==== Supplied material ====

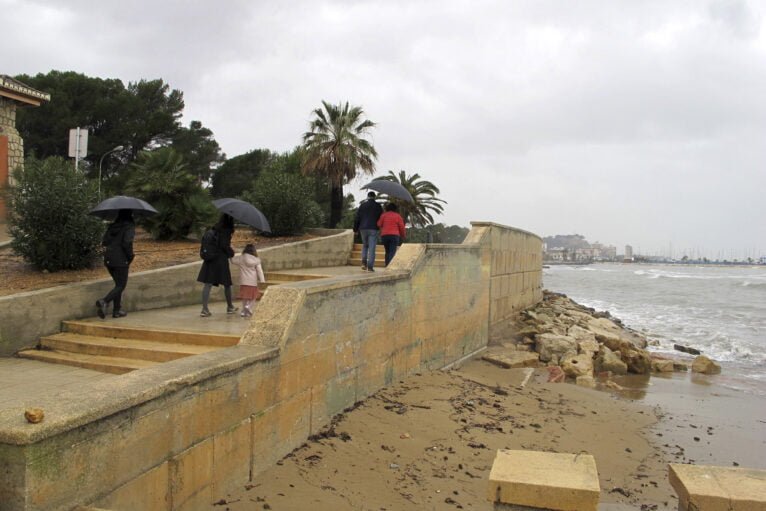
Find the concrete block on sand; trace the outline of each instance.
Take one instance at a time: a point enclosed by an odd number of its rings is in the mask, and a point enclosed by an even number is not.
[[[600,487],[589,454],[497,451],[487,497],[497,503],[561,511],[596,511]]]
[[[680,511],[766,511],[766,470],[668,465]]]
[[[529,351],[505,350],[501,353],[487,353],[481,358],[487,362],[491,362],[506,369],[518,367],[537,367],[540,361],[537,353],[531,353]]]

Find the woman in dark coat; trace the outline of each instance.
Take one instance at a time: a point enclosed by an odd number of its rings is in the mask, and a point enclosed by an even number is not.
[[[110,303],[113,318],[123,318],[128,315],[122,310],[122,292],[128,285],[128,272],[130,263],[133,262],[133,239],[136,237],[136,224],[133,222],[133,213],[129,209],[121,209],[117,218],[109,224],[101,245],[104,250],[104,265],[109,270],[109,275],[114,281],[112,288],[105,297],[96,300],[96,312],[99,318],[106,317],[106,310]]]
[[[202,263],[202,268],[200,268],[197,276],[197,282],[204,284],[202,287],[202,311],[199,313],[203,318],[212,315],[207,307],[212,286],[223,286],[226,295],[226,314],[237,312],[237,307],[231,301],[231,270],[229,269],[229,259],[234,257],[234,249],[231,248],[234,219],[226,214],[221,215],[221,219],[213,226],[213,232],[215,232],[215,257]]]

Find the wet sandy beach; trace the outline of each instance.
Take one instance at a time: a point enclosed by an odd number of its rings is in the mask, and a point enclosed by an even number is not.
[[[497,449],[590,453],[601,502],[676,509],[668,463],[765,468],[763,401],[690,375],[617,393],[473,360],[412,376],[345,413],[213,509],[491,510]],[[698,380],[698,376],[695,375]]]

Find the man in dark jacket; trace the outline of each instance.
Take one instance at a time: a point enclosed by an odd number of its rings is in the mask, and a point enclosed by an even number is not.
[[[210,290],[213,286],[223,286],[223,293],[226,297],[226,314],[234,314],[237,307],[234,306],[231,296],[231,269],[229,268],[229,259],[234,257],[234,249],[231,248],[231,237],[234,234],[234,219],[229,215],[221,215],[218,223],[213,227],[215,232],[215,257],[206,259],[197,275],[197,282],[204,284],[202,286],[202,311],[199,315],[208,318],[213,314],[208,309],[210,301]]]
[[[106,317],[106,309],[114,302],[113,318],[123,318],[128,315],[122,310],[122,292],[128,285],[128,272],[133,262],[133,239],[136,237],[136,225],[133,213],[129,209],[121,209],[117,219],[109,224],[101,240],[104,249],[104,265],[114,281],[114,288],[101,300],[96,300],[96,312],[99,318]]]
[[[354,232],[362,237],[362,271],[375,271],[375,245],[378,243],[378,218],[383,208],[375,201],[375,192],[367,194],[354,216]]]

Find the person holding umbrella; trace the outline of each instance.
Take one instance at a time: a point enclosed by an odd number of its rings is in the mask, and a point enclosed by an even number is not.
[[[212,247],[213,255],[205,259],[202,268],[199,270],[197,282],[202,282],[202,311],[200,316],[207,318],[212,316],[208,309],[210,301],[210,289],[212,286],[223,286],[223,292],[226,296],[226,314],[234,314],[237,307],[232,303],[231,297],[231,270],[229,269],[229,259],[234,257],[234,249],[231,248],[231,236],[234,234],[234,218],[224,213],[218,220],[218,223],[212,229]],[[208,236],[208,233],[205,234]]]
[[[354,232],[362,237],[362,271],[375,271],[375,245],[378,243],[378,219],[383,208],[369,192],[354,216]]]
[[[386,212],[378,219],[380,238],[383,241],[383,247],[386,249],[386,266],[396,255],[396,250],[407,233],[404,229],[404,219],[397,213],[398,209],[396,204],[389,202],[386,204]]]
[[[128,285],[130,263],[133,262],[133,239],[136,237],[136,224],[133,222],[133,212],[130,209],[120,209],[117,218],[109,224],[101,240],[104,250],[104,265],[114,281],[112,288],[105,297],[96,300],[98,317],[104,319],[110,303],[113,318],[123,318],[128,315],[122,310],[122,292]]]

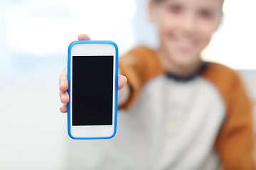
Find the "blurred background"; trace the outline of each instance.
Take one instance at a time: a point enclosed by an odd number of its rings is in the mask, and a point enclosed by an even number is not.
[[[115,42],[121,55],[157,48],[148,0],[0,0],[0,169],[63,169],[66,115],[58,78],[80,33]],[[202,56],[238,70],[256,103],[255,1],[226,0]]]

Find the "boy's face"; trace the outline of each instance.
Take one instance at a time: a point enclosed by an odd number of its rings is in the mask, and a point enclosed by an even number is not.
[[[157,25],[161,49],[176,65],[200,60],[222,18],[223,0],[163,0],[151,4],[151,18]]]

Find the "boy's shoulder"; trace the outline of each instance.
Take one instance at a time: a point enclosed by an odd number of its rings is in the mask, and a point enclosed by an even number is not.
[[[220,64],[208,62],[207,67],[202,72],[202,76],[213,81],[227,83],[228,81],[237,81],[239,79],[237,72]]]
[[[238,73],[223,64],[208,62],[201,76],[215,84],[224,96],[238,88],[243,89]]]

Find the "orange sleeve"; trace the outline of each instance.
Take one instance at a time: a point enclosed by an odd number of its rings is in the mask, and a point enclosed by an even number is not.
[[[136,100],[143,84],[162,73],[155,51],[142,46],[129,51],[119,58],[119,67],[127,77],[132,93],[127,103],[121,108],[129,108]]]
[[[210,64],[204,76],[220,90],[226,116],[215,142],[224,170],[255,169],[251,103],[238,74],[232,69]]]

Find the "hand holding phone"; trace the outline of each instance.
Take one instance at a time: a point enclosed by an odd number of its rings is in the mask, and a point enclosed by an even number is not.
[[[78,38],[78,40],[90,40],[88,35],[80,34]],[[122,89],[127,82],[127,79],[122,75],[118,76],[118,90]],[[104,86],[104,85],[102,85]],[[68,94],[68,67],[65,67],[62,72],[59,79],[60,98],[63,105],[60,108],[61,113],[67,113],[67,103],[69,102],[70,98]]]
[[[67,69],[60,78],[61,101],[65,103],[70,101],[68,111],[70,137],[107,139],[114,135],[119,89],[117,60],[117,48],[111,42],[74,42],[70,45],[69,86]],[[127,79],[120,77],[119,87],[122,87]],[[67,95],[67,88],[70,98]],[[60,108],[60,111],[67,110],[65,106]]]

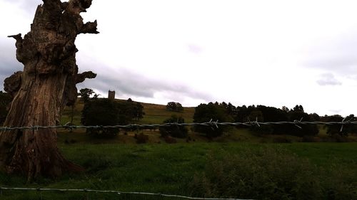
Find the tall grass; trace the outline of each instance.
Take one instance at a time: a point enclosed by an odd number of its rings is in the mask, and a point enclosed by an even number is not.
[[[26,184],[26,179],[21,175],[0,173],[0,185],[206,196],[240,196],[238,195],[246,194],[249,199],[263,198],[254,196],[256,194],[251,191],[255,188],[266,194],[265,198],[271,199],[277,196],[274,192],[281,194],[279,199],[303,199],[303,196],[317,199],[342,197],[357,199],[353,196],[353,189],[357,188],[355,144],[214,142],[61,144],[60,148],[65,157],[84,167],[86,169],[84,173],[69,174],[56,180],[39,179],[30,184]],[[245,177],[240,178],[244,184],[239,177]],[[231,182],[231,180],[234,182]],[[202,184],[205,181],[207,184]],[[298,197],[298,194],[303,196]],[[42,192],[42,199],[86,199],[86,195],[81,192]],[[146,198],[89,194],[89,199],[124,197]],[[146,199],[151,198],[155,199],[155,197]],[[1,200],[39,199],[40,194],[36,191],[4,191],[0,196]]]

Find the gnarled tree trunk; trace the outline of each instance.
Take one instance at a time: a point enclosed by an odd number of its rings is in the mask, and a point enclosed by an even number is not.
[[[24,38],[9,36],[16,41],[16,58],[24,68],[4,81],[4,90],[14,97],[5,127],[58,125],[64,107],[76,101],[76,84],[96,77],[92,72],[79,74],[75,58],[76,36],[99,33],[96,21],[84,23],[80,16],[91,0],[43,1],[31,31]],[[24,173],[29,181],[82,170],[61,154],[54,129],[0,132],[0,169]]]

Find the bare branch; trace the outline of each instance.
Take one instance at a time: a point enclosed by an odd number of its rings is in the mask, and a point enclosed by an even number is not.
[[[14,97],[21,85],[22,71],[18,71],[4,80],[4,90]]]
[[[99,33],[96,31],[96,20],[94,22],[87,22],[83,25],[81,30],[79,31],[79,33]]]
[[[82,83],[86,80],[86,78],[94,78],[96,77],[96,73],[94,73],[92,71],[86,71],[82,73],[79,73],[76,76],[76,84]]]

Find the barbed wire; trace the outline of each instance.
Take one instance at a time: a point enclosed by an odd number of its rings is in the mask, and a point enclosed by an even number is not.
[[[151,124],[151,125],[141,125],[141,124],[131,124],[126,125],[91,125],[91,126],[84,126],[84,125],[71,125],[69,123],[66,123],[64,125],[54,125],[54,126],[39,126],[33,125],[27,127],[0,127],[0,131],[11,131],[16,130],[39,130],[41,129],[66,129],[66,130],[76,130],[76,129],[108,129],[108,128],[119,128],[119,129],[153,129],[158,127],[165,127],[170,126],[209,126],[212,128],[219,128],[218,126],[258,126],[261,125],[292,125],[296,127],[302,129],[301,125],[341,125],[341,131],[343,128],[343,125],[357,125],[357,121],[346,120],[343,119],[341,122],[303,122],[302,119],[300,120],[294,120],[293,122],[260,122],[258,120],[253,122],[219,122],[217,121],[213,121],[211,120],[207,122],[192,122],[192,123],[164,123],[164,124]]]
[[[121,191],[115,190],[96,190],[88,189],[53,189],[53,188],[22,188],[22,187],[2,187],[0,186],[0,194],[2,195],[3,190],[21,190],[21,191],[79,191],[86,193],[111,193],[121,194],[139,194],[139,195],[150,195],[159,196],[166,197],[176,197],[186,199],[197,199],[197,200],[253,200],[253,199],[225,199],[225,198],[201,198],[201,197],[191,197],[181,195],[175,194],[165,194],[161,193],[151,193],[151,192],[141,192],[141,191]]]

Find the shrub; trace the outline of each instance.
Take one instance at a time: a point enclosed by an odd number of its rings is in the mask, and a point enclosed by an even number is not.
[[[172,115],[170,118],[164,121],[164,123],[184,123],[185,120],[181,117]],[[185,126],[172,125],[168,127],[161,127],[159,129],[161,137],[171,136],[177,138],[185,138],[187,137],[188,130]]]
[[[181,112],[183,110],[183,107],[179,102],[169,102],[166,105],[166,110],[174,112]]]
[[[165,142],[168,144],[174,144],[177,142],[175,138],[170,136],[166,136],[165,137],[164,137],[164,139],[165,140]]]
[[[284,149],[211,154],[190,184],[192,196],[249,199],[357,199],[357,172],[332,161],[321,168]]]
[[[81,119],[82,125],[116,125],[119,122],[119,107],[116,102],[108,99],[97,99],[84,104]],[[96,137],[112,137],[119,132],[118,128],[88,128],[86,132]]]
[[[134,138],[136,139],[137,144],[145,144],[149,141],[149,136],[144,135],[142,132],[140,134],[135,134]]]
[[[211,157],[196,174],[192,194],[205,197],[254,199],[316,199],[321,196],[318,169],[283,150],[263,149]]]

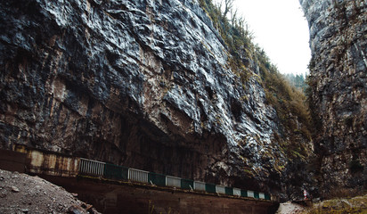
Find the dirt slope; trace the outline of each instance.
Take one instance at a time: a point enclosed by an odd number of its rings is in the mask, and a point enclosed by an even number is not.
[[[0,169],[0,213],[98,212],[62,187],[38,177]]]

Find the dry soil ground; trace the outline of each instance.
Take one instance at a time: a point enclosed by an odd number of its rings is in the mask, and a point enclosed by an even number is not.
[[[0,213],[98,213],[38,177],[0,169]]]

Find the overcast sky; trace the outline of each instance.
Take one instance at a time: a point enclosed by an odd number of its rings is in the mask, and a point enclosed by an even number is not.
[[[281,73],[305,74],[311,58],[308,26],[298,0],[235,0],[255,43]]]

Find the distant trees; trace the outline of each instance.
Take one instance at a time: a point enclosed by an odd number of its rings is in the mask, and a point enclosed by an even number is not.
[[[306,82],[306,75],[303,74],[285,74],[284,77],[286,79],[290,82],[290,84],[302,92],[306,92],[308,85]]]

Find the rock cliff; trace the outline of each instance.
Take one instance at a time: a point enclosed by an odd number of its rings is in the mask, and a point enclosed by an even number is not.
[[[300,0],[310,27],[310,101],[325,194],[366,190],[367,2]]]
[[[1,147],[285,192],[258,65],[244,84],[226,48],[196,1],[2,1]]]

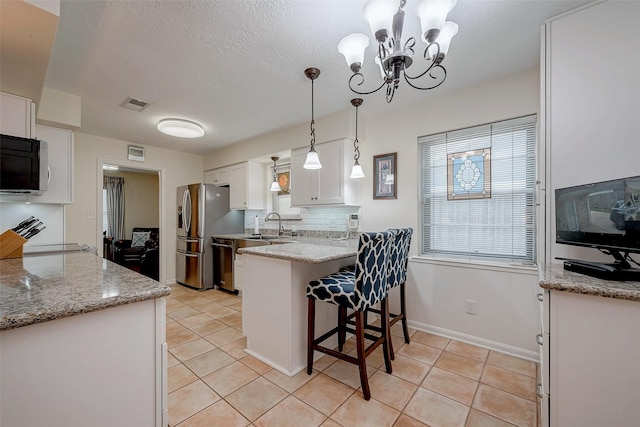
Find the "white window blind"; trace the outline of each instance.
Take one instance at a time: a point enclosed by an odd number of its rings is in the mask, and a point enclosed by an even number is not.
[[[418,139],[422,255],[535,262],[535,127],[531,115]],[[490,198],[448,200],[450,156],[486,148]]]

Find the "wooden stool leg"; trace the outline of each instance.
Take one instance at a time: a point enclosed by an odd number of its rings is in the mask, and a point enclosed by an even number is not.
[[[387,298],[380,302],[381,322],[382,322],[382,336],[384,341],[382,342],[382,351],[384,352],[384,366],[387,369],[387,374],[392,372],[391,360],[394,358],[393,349],[391,344],[391,328],[389,328],[389,300]]]
[[[369,379],[367,378],[367,364],[364,358],[364,313],[356,312],[356,349],[358,351],[358,368],[360,369],[360,385],[364,400],[371,399]]]
[[[404,283],[400,285],[400,315],[402,316],[402,332],[404,333],[404,342],[409,344],[409,327],[407,326],[407,303],[405,302]]]
[[[338,351],[342,352],[345,339],[347,338],[347,308],[338,307]]]
[[[307,310],[307,374],[313,372],[313,341],[315,339],[316,330],[316,300],[308,298]]]

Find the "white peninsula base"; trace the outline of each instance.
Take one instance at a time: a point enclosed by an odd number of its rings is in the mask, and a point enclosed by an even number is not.
[[[307,283],[353,265],[355,257],[309,263],[248,253],[243,256],[242,331],[247,337],[246,352],[293,376],[307,364]],[[334,328],[337,322],[337,306],[316,304],[316,336]]]

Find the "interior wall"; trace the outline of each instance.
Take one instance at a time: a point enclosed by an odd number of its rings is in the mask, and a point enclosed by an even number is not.
[[[103,175],[124,178],[124,232],[131,239],[133,227],[160,227],[157,174],[104,171]]]
[[[351,110],[345,109],[344,111],[316,118],[316,144],[344,137],[353,138],[352,114]],[[311,117],[309,117],[309,120],[311,120]],[[305,145],[309,145],[308,122],[213,151],[204,156],[204,170],[269,156],[273,153],[292,150]]]
[[[202,156],[183,153],[158,147],[145,146],[145,161],[127,160],[128,141],[103,138],[84,133],[75,133],[74,144],[74,199],[73,204],[65,209],[65,240],[67,242],[86,243],[97,248],[102,247],[98,241],[98,224],[102,224],[102,211],[97,212],[102,204],[102,193],[98,194],[97,165],[99,161],[117,163],[132,168],[146,168],[161,171],[163,187],[159,195],[162,211],[160,224],[161,275],[166,283],[175,281],[176,251],[176,188],[180,185],[202,182]],[[135,145],[140,145],[136,143]],[[101,171],[100,171],[101,172]],[[98,204],[100,197],[100,204]],[[157,206],[157,204],[156,204]],[[102,226],[100,225],[100,229]],[[163,276],[164,272],[164,276]]]

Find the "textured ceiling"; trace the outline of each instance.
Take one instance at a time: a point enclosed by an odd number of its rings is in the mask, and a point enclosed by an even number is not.
[[[408,0],[405,34],[419,21]],[[439,93],[536,67],[545,19],[584,1],[458,0],[449,19],[460,26]],[[310,119],[318,67],[316,117],[350,107],[350,71],[336,46],[352,32],[369,35],[365,1],[79,1],[62,0],[45,86],[82,97],[81,132],[205,153]],[[405,36],[407,37],[407,36]],[[421,43],[421,42],[420,42]],[[379,72],[371,44],[363,72]],[[419,66],[419,61],[414,63]],[[433,91],[401,85],[392,104],[383,91],[364,97],[363,115],[425,102]],[[120,107],[127,96],[151,105]],[[160,134],[163,118],[200,123],[206,135]]]

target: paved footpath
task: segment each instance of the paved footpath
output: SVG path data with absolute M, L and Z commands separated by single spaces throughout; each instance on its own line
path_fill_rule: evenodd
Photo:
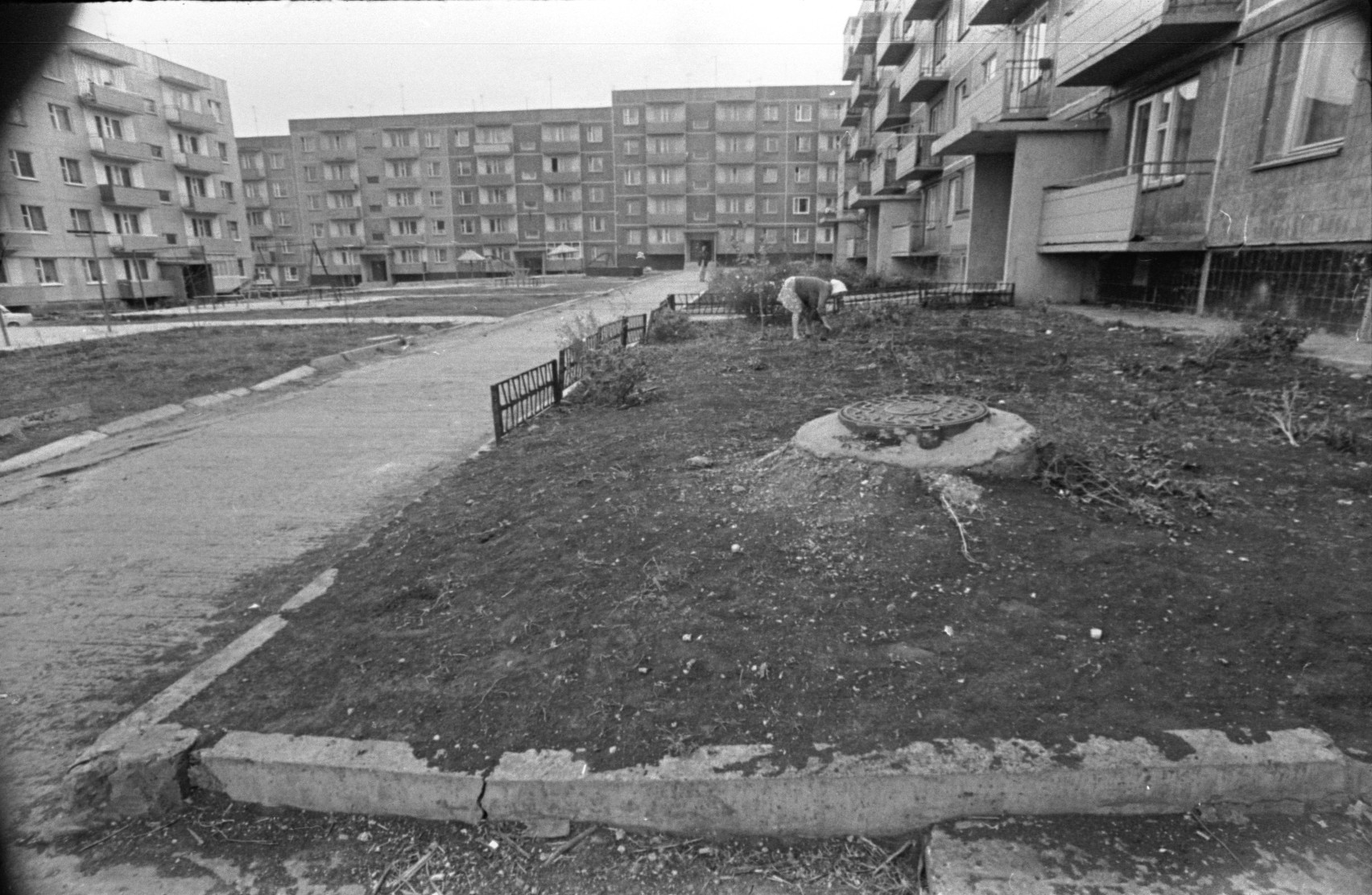
M 554 358 L 561 326 L 696 289 L 694 271 L 631 281 L 0 478 L 11 826 L 51 822 L 67 765 L 150 695 L 140 684 L 185 672 L 225 609 L 251 614 L 225 606 L 235 584 L 377 519 L 486 443 L 490 385 Z

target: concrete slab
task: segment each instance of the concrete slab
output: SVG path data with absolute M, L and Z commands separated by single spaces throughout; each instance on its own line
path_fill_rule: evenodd
M 254 392 L 265 392 L 268 389 L 277 388 L 279 385 L 285 385 L 287 382 L 295 382 L 298 380 L 309 378 L 309 377 L 314 376 L 316 373 L 318 373 L 318 370 L 316 370 L 314 367 L 306 365 L 306 366 L 295 367 L 294 370 L 287 370 L 281 376 L 273 376 L 270 380 L 263 380 L 263 381 L 258 382 L 257 385 L 251 385 L 250 388 Z
M 170 417 L 178 417 L 185 413 L 185 407 L 181 404 L 162 404 L 161 407 L 154 407 L 152 410 L 144 410 L 141 414 L 132 414 L 129 417 L 119 417 L 113 419 L 103 426 L 96 426 L 96 432 L 103 432 L 106 434 L 118 434 L 121 432 L 128 432 L 129 429 L 139 429 L 141 426 L 151 425 L 159 419 L 167 419 Z
M 435 770 L 414 758 L 407 743 L 233 732 L 198 758 L 192 780 L 237 802 L 482 820 L 482 778 Z
M 933 473 L 1032 476 L 1039 462 L 1034 428 L 1015 414 L 995 408 L 966 432 L 929 450 L 915 444 L 912 436 L 901 444 L 875 447 L 873 441 L 856 437 L 840 422 L 837 413 L 811 419 L 796 432 L 792 443 L 819 458 L 847 458 Z
M 44 461 L 51 461 L 55 456 L 62 456 L 63 454 L 70 454 L 71 451 L 80 451 L 88 444 L 93 444 L 100 439 L 106 439 L 103 432 L 78 432 L 77 434 L 69 434 L 64 439 L 56 441 L 49 441 L 41 448 L 34 448 L 19 454 L 18 456 L 11 456 L 10 459 L 0 462 L 0 476 L 5 473 L 12 473 Z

====

What you need to do —
Beginning at the start of the records and ending with the line that contains "[[[680,511],[766,511],[766,470],[668,465]]]", reproduce those lines with "concrete block" replaced by "stone slab" and everything else unchanged. Leave the pictures out of your answer.

In response —
Find the stone slab on sand; trace the outline of each instance.
Take one instance at a time: a point enclosed by an odd number of its rings is in the mask, and a point enclosed by an even number is not.
[[[600,487],[589,454],[497,451],[487,497],[497,503],[561,511],[596,511]]]
[[[680,511],[766,511],[766,470],[668,465]]]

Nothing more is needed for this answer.